>> Begin MATERIALS PROVIDED

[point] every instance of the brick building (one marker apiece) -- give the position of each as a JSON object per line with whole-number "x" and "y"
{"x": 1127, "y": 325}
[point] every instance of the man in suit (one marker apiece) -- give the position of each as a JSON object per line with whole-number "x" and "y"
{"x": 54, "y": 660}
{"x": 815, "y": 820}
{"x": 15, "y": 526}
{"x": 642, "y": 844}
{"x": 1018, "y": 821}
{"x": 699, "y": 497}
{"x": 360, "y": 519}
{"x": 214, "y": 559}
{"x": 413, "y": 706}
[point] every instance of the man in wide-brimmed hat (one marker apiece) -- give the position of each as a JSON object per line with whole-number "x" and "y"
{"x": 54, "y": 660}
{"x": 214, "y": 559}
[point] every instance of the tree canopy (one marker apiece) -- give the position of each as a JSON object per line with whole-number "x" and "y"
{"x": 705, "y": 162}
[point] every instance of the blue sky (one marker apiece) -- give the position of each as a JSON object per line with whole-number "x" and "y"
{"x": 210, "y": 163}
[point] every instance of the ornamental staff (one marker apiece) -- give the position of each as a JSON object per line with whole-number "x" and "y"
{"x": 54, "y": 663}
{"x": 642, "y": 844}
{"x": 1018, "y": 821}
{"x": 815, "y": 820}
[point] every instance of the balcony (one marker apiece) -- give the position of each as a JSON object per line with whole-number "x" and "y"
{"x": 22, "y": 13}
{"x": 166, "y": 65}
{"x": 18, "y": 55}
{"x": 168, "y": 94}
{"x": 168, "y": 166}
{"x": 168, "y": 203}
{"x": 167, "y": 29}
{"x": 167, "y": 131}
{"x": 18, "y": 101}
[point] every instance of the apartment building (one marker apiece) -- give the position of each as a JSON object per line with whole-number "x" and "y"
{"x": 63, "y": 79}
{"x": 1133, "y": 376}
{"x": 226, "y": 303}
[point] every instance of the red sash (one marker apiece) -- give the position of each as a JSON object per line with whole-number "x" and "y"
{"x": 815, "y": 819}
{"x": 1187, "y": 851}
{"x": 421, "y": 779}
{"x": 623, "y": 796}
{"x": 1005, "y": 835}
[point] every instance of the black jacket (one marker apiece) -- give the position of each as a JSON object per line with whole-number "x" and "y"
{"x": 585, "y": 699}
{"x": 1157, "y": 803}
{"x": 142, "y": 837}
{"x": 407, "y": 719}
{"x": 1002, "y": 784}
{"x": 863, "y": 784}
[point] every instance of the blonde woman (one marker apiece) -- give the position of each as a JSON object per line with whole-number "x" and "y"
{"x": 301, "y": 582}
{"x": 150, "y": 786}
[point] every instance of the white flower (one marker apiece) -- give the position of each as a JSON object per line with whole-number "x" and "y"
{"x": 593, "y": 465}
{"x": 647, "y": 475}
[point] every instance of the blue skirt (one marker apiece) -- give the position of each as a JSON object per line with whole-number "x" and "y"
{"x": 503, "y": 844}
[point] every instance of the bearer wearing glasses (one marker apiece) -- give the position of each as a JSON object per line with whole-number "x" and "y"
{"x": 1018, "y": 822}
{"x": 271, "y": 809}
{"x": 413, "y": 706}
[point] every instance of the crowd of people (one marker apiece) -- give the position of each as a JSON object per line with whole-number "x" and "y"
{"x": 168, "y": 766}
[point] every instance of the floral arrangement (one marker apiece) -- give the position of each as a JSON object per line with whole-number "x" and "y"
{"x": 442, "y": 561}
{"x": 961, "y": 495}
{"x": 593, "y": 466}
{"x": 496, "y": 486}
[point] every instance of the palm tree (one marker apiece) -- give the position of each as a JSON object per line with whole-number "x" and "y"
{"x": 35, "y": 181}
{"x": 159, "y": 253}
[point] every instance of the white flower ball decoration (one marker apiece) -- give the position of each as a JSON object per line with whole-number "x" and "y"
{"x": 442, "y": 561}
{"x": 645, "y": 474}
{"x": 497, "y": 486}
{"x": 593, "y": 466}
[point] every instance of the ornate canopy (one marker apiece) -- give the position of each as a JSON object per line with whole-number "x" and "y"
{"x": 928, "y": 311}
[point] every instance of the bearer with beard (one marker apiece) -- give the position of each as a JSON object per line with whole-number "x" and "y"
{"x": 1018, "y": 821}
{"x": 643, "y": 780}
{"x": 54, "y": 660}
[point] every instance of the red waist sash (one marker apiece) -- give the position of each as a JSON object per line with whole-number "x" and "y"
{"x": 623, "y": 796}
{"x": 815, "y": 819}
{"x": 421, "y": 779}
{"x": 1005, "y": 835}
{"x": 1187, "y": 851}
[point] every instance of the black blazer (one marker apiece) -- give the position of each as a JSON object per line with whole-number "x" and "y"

>> End MATERIALS PROVIDED

CHALLENGE
Every line of the data above should be copied exactly.

OUTPUT FOR THIS TASK
[point] every instance of the brick building (one marker apiece) -- give the position of each as a JSON object per line with whole-number "x" and "y"
{"x": 1127, "y": 325}
[point] every instance of the man in suit (one marker apiece) -- give the position of each as a JSON object per line with whole-number "x" and "y"
{"x": 54, "y": 660}
{"x": 815, "y": 820}
{"x": 15, "y": 526}
{"x": 642, "y": 844}
{"x": 1018, "y": 821}
{"x": 699, "y": 497}
{"x": 360, "y": 519}
{"x": 214, "y": 559}
{"x": 413, "y": 706}
[point] every instance of the man in wide-brimmed hat (one marker apiece) -- give the position of each as a JSON object per line with whole-number "x" and "y"
{"x": 54, "y": 660}
{"x": 214, "y": 559}
[point] every instance of the tree canopy (one marker apiece) -- give the position of each as a JSON object per line with whole-number "x" and "y"
{"x": 705, "y": 162}
[point] every instance of the blue sky (one marker apiece) -- give the position of each as a JSON object per line with whole-number "x" and "y"
{"x": 210, "y": 163}
[point] every instance of the ornamental staff (one marker apiece) -- give the position of each as a JSON object per line with whole-number "x" and "y"
{"x": 54, "y": 663}
{"x": 642, "y": 844}
{"x": 1018, "y": 821}
{"x": 815, "y": 820}
[point] every instance of the balcony (one marker apiece) -- give the position of each as a JSON object per line with whole-number "x" and "y"
{"x": 22, "y": 13}
{"x": 166, "y": 65}
{"x": 18, "y": 55}
{"x": 168, "y": 94}
{"x": 168, "y": 166}
{"x": 168, "y": 203}
{"x": 167, "y": 29}
{"x": 167, "y": 131}
{"x": 18, "y": 101}
[point] every instance of the apartment building (one marker apiece) -- give the position of each as a JSON object per line with whole-number "x" and "y"
{"x": 63, "y": 79}
{"x": 1133, "y": 376}
{"x": 226, "y": 303}
[point] every instance of the red sash (one marker apiece) -- give the position of each as a JSON object per line with whole-number "x" and "y"
{"x": 815, "y": 819}
{"x": 1187, "y": 851}
{"x": 421, "y": 779}
{"x": 623, "y": 796}
{"x": 1005, "y": 835}
[point] every instance of the black jacket (one marker apiece) -- give the position of each as a JSON object per line with whole-number "x" and "y"
{"x": 585, "y": 699}
{"x": 1157, "y": 803}
{"x": 142, "y": 837}
{"x": 407, "y": 719}
{"x": 1002, "y": 784}
{"x": 863, "y": 784}
[point] every instance of the blonde woman (one marker apiece) -- give the position of each as a JSON object per line with whole-number "x" and "y"
{"x": 301, "y": 582}
{"x": 150, "y": 786}
[point] every instance of the white flower (one marker apiece) -- give the position of each as a JSON object per line with whole-number "x" and "y"
{"x": 593, "y": 465}
{"x": 647, "y": 475}
[point] every instance of the blue skirt (one marker apiece) -- give the position of each as a JSON object per line with whole-number "x" and "y"
{"x": 503, "y": 844}
[point] every instance of the bearer wearing glasses (one marker apiece) -- give the position of each as a JSON object per line with whole-number "x" and "y"
{"x": 1018, "y": 822}
{"x": 271, "y": 809}
{"x": 413, "y": 706}
[point] every instance of the crowd of people (one marker apiece) -- give the position of each as a JSON object per line with whole-number "x" and "y"
{"x": 168, "y": 766}
[point] every instance of the floral arrangement (one marker apiece) -- give the position of each as a JSON object per line with whole-number "x" and "y"
{"x": 442, "y": 561}
{"x": 961, "y": 495}
{"x": 593, "y": 466}
{"x": 496, "y": 486}
[point] every instance of the palm tree (one marker apiece) -- give the position of each as a JSON object per line with whole-number "x" and "y"
{"x": 35, "y": 181}
{"x": 159, "y": 253}
[point] every instance of the white flower ball decoration (one marker apiece) -- give the position of each as a JSON object per line with whole-number "x" and "y"
{"x": 442, "y": 561}
{"x": 645, "y": 474}
{"x": 497, "y": 486}
{"x": 593, "y": 466}
[point] every instance of the ornate canopy (one marker apiece) -- give the position of each as a JSON object per line with whole-number "x" and "y"
{"x": 928, "y": 311}
[point] every instance of the bearer with beard (one marker apiece) -- give the position of each as a JSON object per line with whole-number "x" and "y"
{"x": 1018, "y": 821}
{"x": 643, "y": 780}
{"x": 54, "y": 660}
[point] every instance of the red waist sash (one marker apiece) -- give the position of each as a JSON object per line with whole-number "x" and "y"
{"x": 623, "y": 796}
{"x": 815, "y": 819}
{"x": 421, "y": 779}
{"x": 1005, "y": 835}
{"x": 1187, "y": 851}
[point] every instance of the black blazer (one marker apiece) -- give the position of each as a JSON object per line with whole-number "x" and "y"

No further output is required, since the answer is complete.